GOAL: From the listing below, pull out every line that contains the word "pants" and copy each one unchanged.

SUPPLIED DATA:

_ _ _ _ _ _ _

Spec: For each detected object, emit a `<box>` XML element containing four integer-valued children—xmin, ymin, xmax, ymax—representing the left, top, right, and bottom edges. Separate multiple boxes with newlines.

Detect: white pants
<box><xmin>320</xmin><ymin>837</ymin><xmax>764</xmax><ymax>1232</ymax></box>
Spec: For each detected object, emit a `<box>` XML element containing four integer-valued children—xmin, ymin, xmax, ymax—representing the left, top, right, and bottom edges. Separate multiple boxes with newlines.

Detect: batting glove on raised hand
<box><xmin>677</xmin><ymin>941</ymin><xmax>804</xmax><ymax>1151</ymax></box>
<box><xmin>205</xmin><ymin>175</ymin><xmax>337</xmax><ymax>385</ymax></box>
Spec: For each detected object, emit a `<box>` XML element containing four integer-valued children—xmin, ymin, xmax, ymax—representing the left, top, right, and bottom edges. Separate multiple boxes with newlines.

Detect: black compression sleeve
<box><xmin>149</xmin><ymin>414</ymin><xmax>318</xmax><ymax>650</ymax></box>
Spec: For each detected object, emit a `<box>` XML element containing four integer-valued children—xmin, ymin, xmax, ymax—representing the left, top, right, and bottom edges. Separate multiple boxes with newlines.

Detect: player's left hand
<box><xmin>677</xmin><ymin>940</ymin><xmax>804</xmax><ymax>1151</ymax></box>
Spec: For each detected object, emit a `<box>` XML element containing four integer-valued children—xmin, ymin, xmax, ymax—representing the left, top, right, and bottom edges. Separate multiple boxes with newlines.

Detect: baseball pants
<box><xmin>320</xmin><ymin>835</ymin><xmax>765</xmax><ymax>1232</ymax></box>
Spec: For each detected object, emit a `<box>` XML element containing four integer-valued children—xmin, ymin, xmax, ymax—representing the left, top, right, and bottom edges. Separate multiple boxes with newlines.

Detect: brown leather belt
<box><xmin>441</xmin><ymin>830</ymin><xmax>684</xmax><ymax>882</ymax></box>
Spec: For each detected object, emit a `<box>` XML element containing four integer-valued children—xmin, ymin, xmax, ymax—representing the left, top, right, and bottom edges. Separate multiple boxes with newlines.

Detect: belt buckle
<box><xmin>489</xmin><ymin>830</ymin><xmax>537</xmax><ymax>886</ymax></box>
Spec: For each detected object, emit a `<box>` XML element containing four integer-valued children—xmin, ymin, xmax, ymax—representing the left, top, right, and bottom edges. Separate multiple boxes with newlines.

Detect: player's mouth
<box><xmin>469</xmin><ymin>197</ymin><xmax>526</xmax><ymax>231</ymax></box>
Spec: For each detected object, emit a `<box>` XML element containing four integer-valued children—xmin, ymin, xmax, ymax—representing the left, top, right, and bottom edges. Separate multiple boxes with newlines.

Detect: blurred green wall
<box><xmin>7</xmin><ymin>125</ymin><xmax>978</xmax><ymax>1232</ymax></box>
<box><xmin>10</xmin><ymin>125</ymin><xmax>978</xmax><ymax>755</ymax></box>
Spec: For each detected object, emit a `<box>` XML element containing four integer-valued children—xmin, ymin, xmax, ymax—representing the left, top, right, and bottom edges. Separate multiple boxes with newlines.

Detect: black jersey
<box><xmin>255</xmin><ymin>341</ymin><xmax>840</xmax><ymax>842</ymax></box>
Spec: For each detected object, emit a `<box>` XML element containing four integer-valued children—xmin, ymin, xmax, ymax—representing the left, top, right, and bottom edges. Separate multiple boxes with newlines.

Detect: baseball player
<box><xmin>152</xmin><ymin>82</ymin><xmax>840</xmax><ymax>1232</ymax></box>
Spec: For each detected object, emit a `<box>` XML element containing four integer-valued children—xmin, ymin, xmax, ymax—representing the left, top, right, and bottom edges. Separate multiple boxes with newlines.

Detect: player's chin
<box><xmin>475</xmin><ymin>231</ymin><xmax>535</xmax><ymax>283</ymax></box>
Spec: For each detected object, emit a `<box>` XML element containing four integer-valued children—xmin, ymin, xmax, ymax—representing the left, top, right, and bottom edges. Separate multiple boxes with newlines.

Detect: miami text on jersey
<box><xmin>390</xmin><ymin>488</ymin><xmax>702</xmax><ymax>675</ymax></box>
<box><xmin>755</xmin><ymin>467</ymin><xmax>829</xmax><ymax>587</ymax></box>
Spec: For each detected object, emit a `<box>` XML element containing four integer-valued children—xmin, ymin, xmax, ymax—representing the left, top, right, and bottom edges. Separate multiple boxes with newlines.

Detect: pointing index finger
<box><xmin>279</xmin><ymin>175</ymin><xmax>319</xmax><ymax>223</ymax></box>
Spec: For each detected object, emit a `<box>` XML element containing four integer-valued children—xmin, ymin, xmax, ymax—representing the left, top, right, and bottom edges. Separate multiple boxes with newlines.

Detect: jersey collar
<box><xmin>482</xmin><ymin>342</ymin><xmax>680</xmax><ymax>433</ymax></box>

_ _ _ _ _ _ _

TASK OUTPUT:
Detect: white pants
Detect: baseball pants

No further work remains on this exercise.